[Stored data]

+++

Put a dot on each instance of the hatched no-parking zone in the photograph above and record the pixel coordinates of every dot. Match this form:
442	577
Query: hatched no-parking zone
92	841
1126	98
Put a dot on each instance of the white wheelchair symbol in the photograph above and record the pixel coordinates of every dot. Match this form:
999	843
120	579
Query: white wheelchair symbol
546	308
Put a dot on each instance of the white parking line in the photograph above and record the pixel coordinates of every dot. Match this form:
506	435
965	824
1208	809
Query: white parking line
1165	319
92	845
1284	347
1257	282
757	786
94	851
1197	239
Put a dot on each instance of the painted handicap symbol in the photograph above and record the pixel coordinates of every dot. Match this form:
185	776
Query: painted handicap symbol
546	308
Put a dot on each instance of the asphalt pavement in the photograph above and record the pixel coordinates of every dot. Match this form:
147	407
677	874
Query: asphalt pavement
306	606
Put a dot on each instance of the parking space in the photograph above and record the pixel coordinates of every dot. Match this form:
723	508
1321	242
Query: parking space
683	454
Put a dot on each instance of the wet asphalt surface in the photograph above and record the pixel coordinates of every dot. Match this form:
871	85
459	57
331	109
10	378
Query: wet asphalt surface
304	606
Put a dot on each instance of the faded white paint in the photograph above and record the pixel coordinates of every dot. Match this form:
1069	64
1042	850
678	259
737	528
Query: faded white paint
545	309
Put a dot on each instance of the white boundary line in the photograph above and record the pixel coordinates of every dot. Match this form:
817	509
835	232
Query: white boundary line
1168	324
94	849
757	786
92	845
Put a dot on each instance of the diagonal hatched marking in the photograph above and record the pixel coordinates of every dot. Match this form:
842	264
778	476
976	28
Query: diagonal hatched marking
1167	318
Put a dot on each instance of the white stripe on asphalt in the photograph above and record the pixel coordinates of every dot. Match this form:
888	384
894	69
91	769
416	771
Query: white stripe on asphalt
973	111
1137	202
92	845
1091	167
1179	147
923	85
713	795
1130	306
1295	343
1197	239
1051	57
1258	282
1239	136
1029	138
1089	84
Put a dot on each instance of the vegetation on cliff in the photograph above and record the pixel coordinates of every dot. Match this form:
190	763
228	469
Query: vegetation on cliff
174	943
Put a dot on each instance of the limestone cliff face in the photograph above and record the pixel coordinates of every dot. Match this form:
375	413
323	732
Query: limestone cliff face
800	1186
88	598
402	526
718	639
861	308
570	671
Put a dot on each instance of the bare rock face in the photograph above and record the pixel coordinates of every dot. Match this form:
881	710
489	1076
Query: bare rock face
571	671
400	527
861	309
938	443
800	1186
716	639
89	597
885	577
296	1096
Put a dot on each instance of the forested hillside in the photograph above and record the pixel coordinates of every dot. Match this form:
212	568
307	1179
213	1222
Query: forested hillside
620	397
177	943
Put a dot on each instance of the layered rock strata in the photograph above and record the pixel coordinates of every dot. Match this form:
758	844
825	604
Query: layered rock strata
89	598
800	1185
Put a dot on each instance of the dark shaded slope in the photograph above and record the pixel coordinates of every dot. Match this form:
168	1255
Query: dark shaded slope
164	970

+++

**JOB:** Using the listing above, please repeat every entry exactly.

**SOLUTION TO THIS EXERCISE:**
Put a dot on each instance of the hatched no-parking zone in the photograph above and record the pixel coordinates of every dot. Match this form:
442	577
Query: hatched no-parking zone
92	841
1126	98
Put a dot on each instance of the white wheelchair symbol in the photograph above and record the pixel coordinates of every dot. Match this form:
999	843
120	579
Query: white wheelchair symbol
546	308
Put a dot on each instance of the white parking line in the photograph above and record the pixel coordinates of every dot. Match this form:
506	435
965	824
1208	809
Query: white parking line
1165	319
92	845
1284	347
1257	282
757	786
94	851
1197	239
Put a dot on each instance of the painted handicap symbol in the photograph above and record the pixel coordinates of every dot. Match this form:
185	776
Query: painted handicap symbol
546	308
Put a dot on each instance of the asphalt pavement in the photograph above and record the pixel coordinates of every dot. Match this form:
147	407
677	874
Query: asphalt pavement
306	606
Put a dot on each instance of the parking space in the photograph above and record the pixel coordinates of every dot. Match this form:
723	508
1321	242
Query: parking space
683	454
Put a dot on each instance of the wet asphalt surface in the photograph above and record the pixel coordinates of every dot. Match this form:
871	85
459	57
331	109
10	378
Query: wet asphalt surface
304	606
Put a dot on each instance of the faded white paint in the photograph above and record the pixel coordinates of every dot. Match this form:
1069	64
1042	850
678	259
737	528
Query: faded white paint
545	309
Put a dot on each instance of the white boundary line in the photograph above and record the pixel coordinates of every dot. Match this form:
817	509
835	232
Query: white boundary line
1168	324
94	849
757	786
92	845
Put a dot on each instance of the diagonal hatched marking in the photograph above and record the pixel coordinates of every dot. Match this form:
842	264
778	476
976	28
Query: diagonal hatched marking
1167	318
Put a dot on each instance of the white stripe on asphalt in the photograph above and record the pixel coordinates of every dot. Match this form:
888	384
894	69
91	769
416	771
Query: white stripe on asphalt
973	111
1137	202
92	845
1091	167
1179	147
923	85
713	795
1130	306
1295	343
1197	239
1051	57
1258	282
1239	136
1029	138
1089	84
Put a dot on each instance of the vegetation on cliff in the photograph above and record the pixel coordinates of every dot. Match this form:
190	763
228	469
Query: vegetation on cliff
174	943
Put a dot on each instance of the limestone cliff face in the photograph above and record the pixel coordinates of every dot. Match this form:
375	413
323	732
Query: limestone cliff face
800	1186
88	598
402	526
718	639
861	308
570	671
Put a dot on each instance of the bare rock face in the photograph above and record the pixel coordinates of every dot. Match this form:
881	710
489	1076
Query: bare rock face
571	671
400	527
861	309
938	443
800	1186
716	639
89	597
885	577
296	1096
Put a dot on each instance of the forested hillside in the photograph above and record the pixel coordinates of every dot. Match this form:
212	568
307	1179
213	1222
Query: forested hillside
620	397
177	943
Put a dot on each instance of the layered rock strata in the photograph above and record the pixel coordinates of every dot. Match this form:
758	844
825	604
Query: layered rock strata
89	598
800	1185
Put a dot on each instance of the dark shaded slope in the photograph above and record the pixel coordinates of every dot. Match this form:
168	1255
Query: dark shaded slope
164	970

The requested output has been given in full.